Written problem
Copy every one of the following rows word for word, leaving out the picture.

-- start of Supplied material --

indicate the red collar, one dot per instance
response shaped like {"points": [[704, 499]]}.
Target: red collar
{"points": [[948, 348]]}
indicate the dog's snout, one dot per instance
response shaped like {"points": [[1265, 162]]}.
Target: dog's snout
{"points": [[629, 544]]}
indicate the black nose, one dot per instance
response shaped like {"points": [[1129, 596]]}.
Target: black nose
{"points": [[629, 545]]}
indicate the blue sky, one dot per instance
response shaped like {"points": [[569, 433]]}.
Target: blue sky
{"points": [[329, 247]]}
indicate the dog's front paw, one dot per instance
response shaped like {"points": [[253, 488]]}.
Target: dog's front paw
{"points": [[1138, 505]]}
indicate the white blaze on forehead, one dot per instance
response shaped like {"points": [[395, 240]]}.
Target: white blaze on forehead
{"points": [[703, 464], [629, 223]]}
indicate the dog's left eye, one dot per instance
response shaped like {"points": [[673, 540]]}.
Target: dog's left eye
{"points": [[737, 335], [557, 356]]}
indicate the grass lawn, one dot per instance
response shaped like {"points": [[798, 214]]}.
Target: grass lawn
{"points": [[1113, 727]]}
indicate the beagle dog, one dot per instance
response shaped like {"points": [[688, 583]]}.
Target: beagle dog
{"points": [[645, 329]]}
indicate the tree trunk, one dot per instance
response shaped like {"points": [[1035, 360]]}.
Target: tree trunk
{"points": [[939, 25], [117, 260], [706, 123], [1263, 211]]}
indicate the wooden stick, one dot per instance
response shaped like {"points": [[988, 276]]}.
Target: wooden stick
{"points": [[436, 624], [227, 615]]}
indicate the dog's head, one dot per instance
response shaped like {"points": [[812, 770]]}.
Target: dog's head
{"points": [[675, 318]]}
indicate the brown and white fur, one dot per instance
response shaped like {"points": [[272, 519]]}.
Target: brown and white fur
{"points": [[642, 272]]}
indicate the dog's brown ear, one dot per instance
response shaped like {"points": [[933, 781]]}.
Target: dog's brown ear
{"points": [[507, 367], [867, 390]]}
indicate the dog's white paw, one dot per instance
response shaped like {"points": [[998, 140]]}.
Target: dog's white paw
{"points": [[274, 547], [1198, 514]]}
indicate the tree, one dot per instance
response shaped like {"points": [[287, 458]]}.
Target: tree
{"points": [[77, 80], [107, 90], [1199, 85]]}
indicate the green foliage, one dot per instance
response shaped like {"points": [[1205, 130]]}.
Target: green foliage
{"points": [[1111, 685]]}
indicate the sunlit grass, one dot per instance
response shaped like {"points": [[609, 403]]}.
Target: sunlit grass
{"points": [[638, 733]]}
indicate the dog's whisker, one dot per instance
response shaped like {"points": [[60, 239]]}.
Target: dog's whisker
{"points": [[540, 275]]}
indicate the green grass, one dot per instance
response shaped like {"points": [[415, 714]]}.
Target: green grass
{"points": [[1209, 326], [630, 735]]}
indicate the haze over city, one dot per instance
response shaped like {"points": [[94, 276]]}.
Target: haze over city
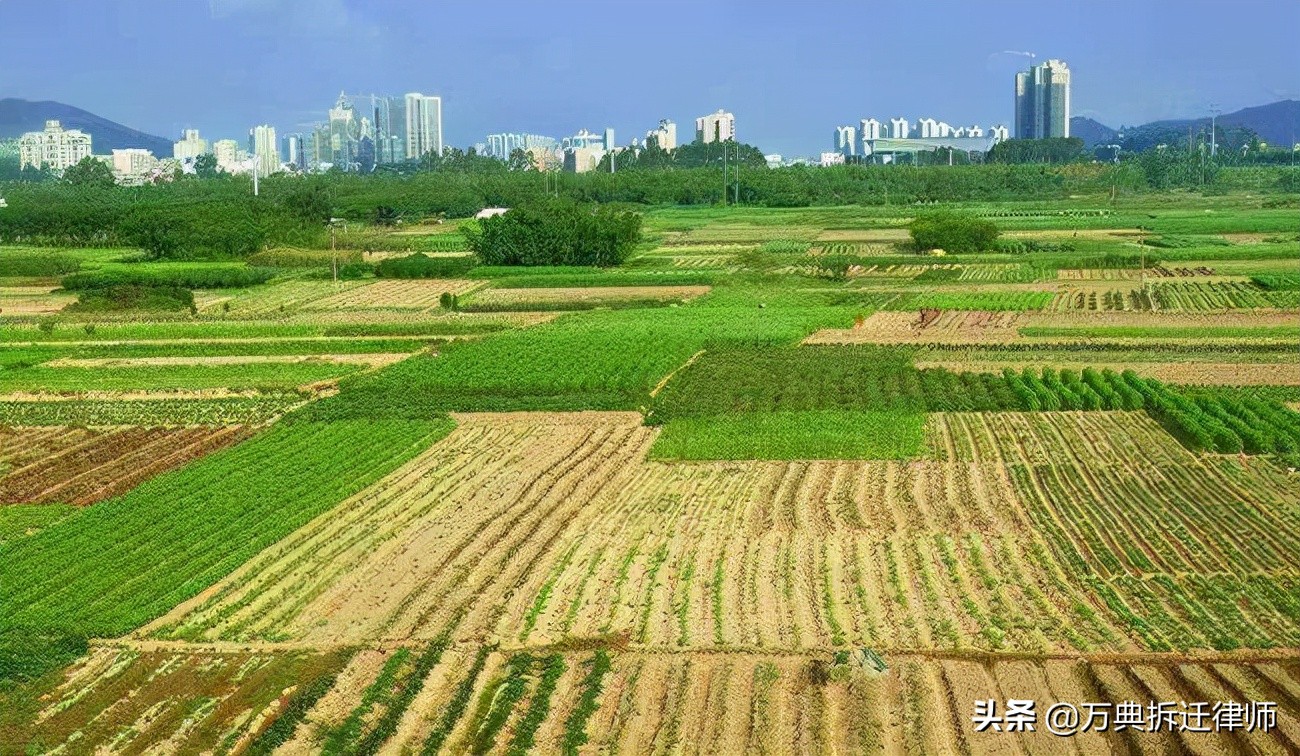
{"points": [[787, 73]]}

-- end of Supplied material --

Response to the task
indicate the red collar, one dot per instance
response shaped like {"points": [[704, 499]]}.
Target: red collar
{"points": [[948, 348]]}
indicate the dog's snout, one dot per instance
response shaped like {"points": [[1265, 162]]}.
Target: dog's snout
{"points": [[629, 544]]}
indicate the black nose, one dot per instance
response shaped like {"points": [[1129, 596]]}.
Target: black nose
{"points": [[629, 545]]}
indicate the blue sky, one dot per instance
response shaped like {"points": [[569, 433]]}.
Target: blue sky
{"points": [[329, 247]]}
indicate the dog's front paw, one dot per instance
response shaped like {"points": [[253, 488]]}.
Target: dog's front paw
{"points": [[1138, 505]]}
indicate the white blaze on forehead, one dot per instance
response shaped like {"points": [[395, 240]]}.
Target: white blaze on forehead
{"points": [[703, 464], [629, 223]]}
indicate the dog's left eye, one dot per instance
response shaped like {"points": [[673, 540]]}.
Target: dog's left eye
{"points": [[737, 335], [557, 356]]}
indicate the grass lawn, one dot per instance
response shaped like {"points": [[798, 214]]}.
Target: grass lawn
{"points": [[1113, 727]]}
indicate the beagle dog, one dot per instance
response shaped like {"points": [[688, 583]]}.
Target: beagle dog
{"points": [[645, 329]]}
indicate the tree trunk, one dot per instance
response shaped like {"points": [[1035, 360]]}.
Target: tree trunk
{"points": [[939, 25], [117, 260], [706, 123], [1263, 211]]}
indicate the wooden stick, one dot per instance
response shaped like {"points": [[988, 276]]}.
Target: wooden stick
{"points": [[436, 624], [227, 615]]}
indicate the dog's head, one dot per instance
response shaped like {"points": [[812, 770]]}.
Target: dog's head
{"points": [[675, 318]]}
indicate the brown and white fur, one dot per instance
response shaped like {"points": [[272, 519]]}.
Target: brown and white fur
{"points": [[642, 272]]}
indicate the dog's brown ear, one dot per instance
response shaped like {"points": [[933, 781]]}.
Target: dog's brown ear
{"points": [[507, 367], [867, 390]]}
indicate the dog's white paw, one dot per instance
response shaped like {"points": [[998, 140]]}.
Target: dog's white paw
{"points": [[274, 547], [1198, 514]]}
indicate the tree, one dot per instance
response shaped like {"points": [[287, 458]]}.
Target: tree
{"points": [[77, 80], [107, 90], [1199, 85]]}
indicate the green foliage, one dot per instance
response shaped like {"points": [[1205, 130]]}.
Target: green foliage
{"points": [[1111, 685]]}
indicate the sunlit grass, one dot per instance
response shaped like {"points": [[609, 403]]}.
Target: sunlit grass
{"points": [[638, 733]]}
indicate the dog's whisker, one dot per instance
response shaped like {"points": [[60, 239]]}.
Target: dog's whisker
{"points": [[540, 275]]}
indicate the green grass, one dot per instance
response shaped like {"points": [[415, 714]]}.
Target: green grass
{"points": [[1209, 326], [630, 735]]}
indicate the haze over city, one dot per instance
response shaped like {"points": [[94, 276]]}.
Target: haze over city
{"points": [[787, 73]]}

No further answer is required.